**Objectif de la tâche**
Présentez sous forme de tableau Markdown les lignes des données, depuis celle qui contient « Identify the white countertop » jusqu'à la fin des données, bornes comprises, sans les lignes vides. Le tableau aura deux colonnes : « Numéro » pour le numéro d'ordre et « Ligne » pour le texte de chaque ligne.

**Jeu de données**
====================

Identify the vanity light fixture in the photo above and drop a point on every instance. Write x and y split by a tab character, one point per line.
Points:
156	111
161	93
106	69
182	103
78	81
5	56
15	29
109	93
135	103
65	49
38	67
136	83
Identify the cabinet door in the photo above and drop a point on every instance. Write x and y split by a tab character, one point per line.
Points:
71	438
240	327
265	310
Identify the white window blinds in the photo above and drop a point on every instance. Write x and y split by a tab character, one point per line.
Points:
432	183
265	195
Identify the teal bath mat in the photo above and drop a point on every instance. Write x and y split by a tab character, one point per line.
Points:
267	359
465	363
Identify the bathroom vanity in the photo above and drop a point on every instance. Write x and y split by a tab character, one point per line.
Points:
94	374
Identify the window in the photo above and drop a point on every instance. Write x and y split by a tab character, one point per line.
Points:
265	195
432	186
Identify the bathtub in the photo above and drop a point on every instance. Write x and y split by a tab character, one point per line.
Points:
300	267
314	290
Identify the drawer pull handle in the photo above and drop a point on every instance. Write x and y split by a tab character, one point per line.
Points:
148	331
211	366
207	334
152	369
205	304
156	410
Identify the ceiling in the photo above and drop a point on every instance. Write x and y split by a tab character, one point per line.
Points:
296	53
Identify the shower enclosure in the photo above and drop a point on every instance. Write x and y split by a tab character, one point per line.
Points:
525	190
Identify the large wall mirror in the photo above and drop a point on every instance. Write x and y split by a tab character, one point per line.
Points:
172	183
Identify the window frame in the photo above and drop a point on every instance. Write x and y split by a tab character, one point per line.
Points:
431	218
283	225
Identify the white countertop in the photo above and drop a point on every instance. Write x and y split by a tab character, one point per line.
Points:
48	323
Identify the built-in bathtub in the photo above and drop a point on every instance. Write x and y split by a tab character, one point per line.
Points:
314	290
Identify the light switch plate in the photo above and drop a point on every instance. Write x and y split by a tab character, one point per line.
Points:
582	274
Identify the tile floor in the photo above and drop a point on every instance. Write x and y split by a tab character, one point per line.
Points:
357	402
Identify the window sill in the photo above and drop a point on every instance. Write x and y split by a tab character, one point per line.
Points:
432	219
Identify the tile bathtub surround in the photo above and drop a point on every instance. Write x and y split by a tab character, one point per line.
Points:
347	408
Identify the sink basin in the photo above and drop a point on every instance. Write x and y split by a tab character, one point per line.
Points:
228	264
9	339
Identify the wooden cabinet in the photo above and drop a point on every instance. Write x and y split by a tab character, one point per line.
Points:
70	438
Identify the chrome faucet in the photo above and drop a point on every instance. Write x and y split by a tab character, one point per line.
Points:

====================

**Réponse ci-dessous**
| Numéro | Ligne |
|---|---|
| 1 | Identify the white countertop in the photo above and drop a point on every instance. Write x and y split by a tab character, one point per line. |
| 2 | Points: |
| 3 | 48	323 |
| 4 | Identify the built-in bathtub in the photo above and drop a point on every instance. Write x and y split by a tab character, one point per line. |
| 5 | Points: |
| 6 | 314	290 |
| 7 | Identify the light switch plate in the photo above and drop a point on every instance. Write x and y split by a tab character, one point per line. |
| 8 | Points: |
| 9 | 582	274 |
| 10 | Identify the tile floor in the photo above and drop a point on every instance. Write x and y split by a tab character, one point per line. |
| 11 | Points: |
| 12 | 357	402 |
| 13 | Identify the window sill in the photo above and drop a point on every instance. Write x and y split by a tab character, one point per line. |
| 14 | Points: |
| 15 | 432	219 |
| 16 | Identify the tile bathtub surround in the photo above and drop a point on every instance. Write x and y split by a tab character, one point per line. |
| 17 | Points: |
| 18 | 347	408 |
| 19 | Identify the sink basin in the photo above and drop a point on every instance. Write x and y split by a tab character, one point per line. |
| 20 | Points: |
| 21 | 228	264 |
| 22 | 9	339 |
| 23 | Identify the wooden cabinet in the photo above and drop a point on every instance. Write x and y split by a tab character, one point per line. |
| 24 | Points: |
| 25 | 70	438 |
| 26 | Identify the chrome faucet in the photo above and drop a point on every instance. Write x and y split by a tab character, one point per line. |
| 27 | Points: |